### ÉNONCÉ ÉCRIT
Renvoyez mot pour mot le passage du texte sur les restaurateurs face au confinement compris entre « Les dernières mesures » et « de la tourmente. », bornes incluses.

------ PAGE ------

Si Sami a de l’expérience dans le domaine, Mehdi lui est novice. Il a ouvert son restaurant de fast-food il y a seulement 5 mois. Il vient tout juste de commencer à se verser un salaire. Mais avec ce confinement, il va encore devoir faire face à des difficultés. Ses charges fixes par jour atteignent les 200DT, ainsi pour ces quatre jours, il devra débourser de sa poche 800DT. Afin de compenser les pertes dues au confinement, il s’est lancé dans la livraison à domicile. En effet, ces derniers mois bon nombre d’applications mobiles ont vu le jour afin de permettre aux restaurateurs de livrer leurs clients chez eux. « Pour ma part, j’ai arrêté ce service car les frais qu’ils perçoivent sont trop importants et en plus les délais de livraison peuvent aller jusqu’à 60 minutes et c’est nous qui recevons les plaintes des clients ».

Les dernières mesures sanitaires vont encore déstabiliser un secteur déjà en difficulté. Sur l’avenue Hédi Nouira, de nombreux cafés et restaurants ont fait faillite. Pour preuve, les dizaine de locaux vides et mis à la vente où à la location.

Seul un retour à la normale pourrait les sortir de la tourmente.

------ CONTENU DES DONNÉES ------

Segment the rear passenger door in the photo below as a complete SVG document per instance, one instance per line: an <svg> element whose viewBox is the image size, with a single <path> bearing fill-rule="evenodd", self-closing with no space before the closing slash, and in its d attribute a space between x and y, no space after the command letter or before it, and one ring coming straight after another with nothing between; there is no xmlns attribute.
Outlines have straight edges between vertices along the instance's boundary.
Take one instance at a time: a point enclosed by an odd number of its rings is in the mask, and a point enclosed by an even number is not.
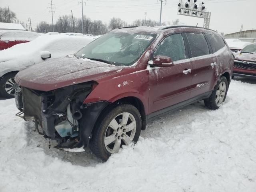
<svg viewBox="0 0 256 192"><path fill-rule="evenodd" d="M193 68L190 97L192 98L211 90L216 78L216 59L203 33L186 33L186 36Z"/></svg>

------

### CORRIGÉ DE L'EXERCICE
Les dernières mesures sanitaires vont encore déstabiliser un secteur déjà en difficulté. Sur l’avenue Hédi Nouira, de nombreux cafés et restaurants ont fait faillite. Pour preuve, les dizaine de locaux vides et mis à la vente où à la location.

Seul un retour à la normale pourrait les sortir de la tourmente.